> [原文抜粋]
--- --- ---
私が飲み屋さんを開拓する時、多くは「人のおすすめのお店」を選びます。飲食関係の人や料理研究家さん、酒関連のお仕事をしている、いわゆる「酒飲みのプロ」たちをSNSでストーキングし、彼らを唸らせた店をあとでこっそり向かう、というものです。

今回は東京・荒木町にある「神棚」にいってきました。

やっぱりプロたちの目利きってすごいです。とても、とてもよかったです。
品のいい料理とタガの外れた日本酒たちを楽しみましたので、紹介します。

飲み屋の聖地・荒木町の新店「神棚」

場所は東京・四谷三丁目近くにある「荒木町」。この辺りは日本酒の有名なお店が集中している激戦区です。賑やかな飲み屋街の中心近く、素通りしそうなほど目立たない階段の先が入り口です。「ふらりと寄る」のではなく、がっつり予約していくタイプのお店です。
--- --- ---
> [指定タスク A] 原文抜粋のうち「やっぱりプロたちの目利きってすごいです。とても、とてもよかったです。」から「約していくタイプのお店です。」までを、両端を含めて一字一句変えずに複製してください。
原文抜粋と一覧は、互いに関係のない別々の資料です。

> [ポイントラベリングの例]
--- --- ---
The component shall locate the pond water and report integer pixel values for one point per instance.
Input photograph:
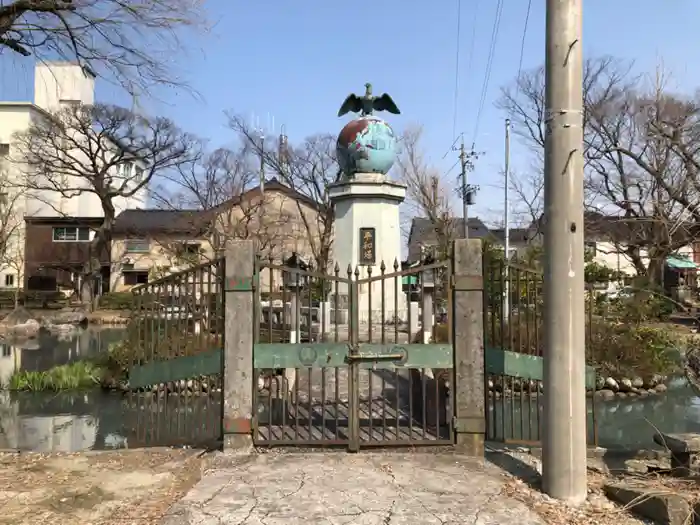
(71, 422)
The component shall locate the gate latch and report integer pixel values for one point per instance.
(355, 355)
(374, 357)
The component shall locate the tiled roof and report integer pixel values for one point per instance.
(137, 221)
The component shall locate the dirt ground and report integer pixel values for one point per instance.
(102, 488)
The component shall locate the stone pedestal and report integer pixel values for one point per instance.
(370, 200)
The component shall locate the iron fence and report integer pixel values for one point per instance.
(513, 322)
(332, 361)
(173, 355)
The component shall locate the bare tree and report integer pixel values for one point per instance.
(217, 188)
(105, 151)
(640, 145)
(308, 169)
(11, 227)
(131, 41)
(428, 193)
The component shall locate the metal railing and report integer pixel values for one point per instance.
(513, 322)
(176, 401)
(318, 372)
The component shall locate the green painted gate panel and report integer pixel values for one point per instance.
(330, 355)
(369, 356)
(524, 366)
(186, 367)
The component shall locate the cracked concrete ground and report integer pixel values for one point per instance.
(357, 489)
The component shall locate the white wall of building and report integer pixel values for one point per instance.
(608, 255)
(56, 85)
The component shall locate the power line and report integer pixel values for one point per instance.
(522, 43)
(489, 67)
(459, 38)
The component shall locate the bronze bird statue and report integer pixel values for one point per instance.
(367, 104)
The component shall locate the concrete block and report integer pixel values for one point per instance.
(647, 502)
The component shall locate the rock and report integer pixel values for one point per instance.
(611, 384)
(625, 384)
(654, 380)
(605, 395)
(599, 382)
(18, 316)
(647, 502)
(68, 317)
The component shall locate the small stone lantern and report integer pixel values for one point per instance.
(428, 287)
(294, 282)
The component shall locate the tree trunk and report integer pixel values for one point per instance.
(655, 271)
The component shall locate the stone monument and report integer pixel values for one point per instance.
(367, 203)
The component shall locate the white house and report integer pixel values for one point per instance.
(56, 86)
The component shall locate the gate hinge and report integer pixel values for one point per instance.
(467, 283)
(469, 425)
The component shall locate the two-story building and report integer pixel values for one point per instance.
(148, 244)
(50, 247)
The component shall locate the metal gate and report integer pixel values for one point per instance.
(352, 359)
(174, 360)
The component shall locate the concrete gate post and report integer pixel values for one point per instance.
(238, 346)
(468, 341)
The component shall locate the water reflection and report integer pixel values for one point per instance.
(70, 422)
(97, 420)
(49, 350)
(621, 423)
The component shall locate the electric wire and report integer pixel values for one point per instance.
(456, 95)
(522, 43)
(489, 67)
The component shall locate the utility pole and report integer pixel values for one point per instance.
(506, 229)
(564, 438)
(467, 191)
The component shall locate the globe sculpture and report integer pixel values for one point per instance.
(366, 144)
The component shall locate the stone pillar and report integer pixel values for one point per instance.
(468, 341)
(428, 319)
(238, 348)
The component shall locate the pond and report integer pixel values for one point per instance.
(70, 422)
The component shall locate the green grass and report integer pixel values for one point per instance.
(74, 376)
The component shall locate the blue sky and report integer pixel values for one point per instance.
(297, 61)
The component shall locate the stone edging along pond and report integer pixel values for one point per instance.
(607, 388)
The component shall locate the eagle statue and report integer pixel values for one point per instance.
(367, 104)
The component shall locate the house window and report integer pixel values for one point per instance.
(125, 169)
(134, 278)
(71, 234)
(138, 246)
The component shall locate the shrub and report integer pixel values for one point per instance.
(73, 376)
(621, 349)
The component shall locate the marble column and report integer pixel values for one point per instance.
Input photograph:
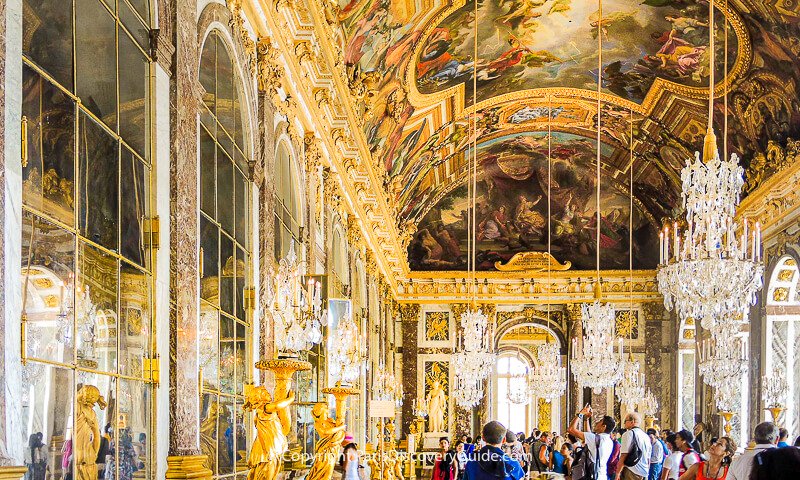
--- --- ---
> [指定タスク B] 一覧の「The component shall locate the marble」を含む行から一覧の末尾までを、両端を含めてそのまま書き出してください。画像は回答に含めないでください。

> [タスク回答 A]
やっぱりプロたちの目利きってすごいです。とても、とてもよかったです。
品のいい料理とタガの外れた日本酒たちを楽しみましたので、紹介します。

飲み屋の聖地・荒木町の新店「神棚」

場所は東京・四谷三丁目近くにある「荒木町」。この辺りは日本酒の有名なお店が集中している激戦区です。賑やかな飲み屋街の中心近く、素通りしそうなほど目立たない階段の先が入り口です。「ふらりと寄る」のではなく、がっつり予約していくタイプのお店です。

> [タスク回答 B]
The component shall locate the marble column and report integer pixel values for one point per instance.
Input photograph:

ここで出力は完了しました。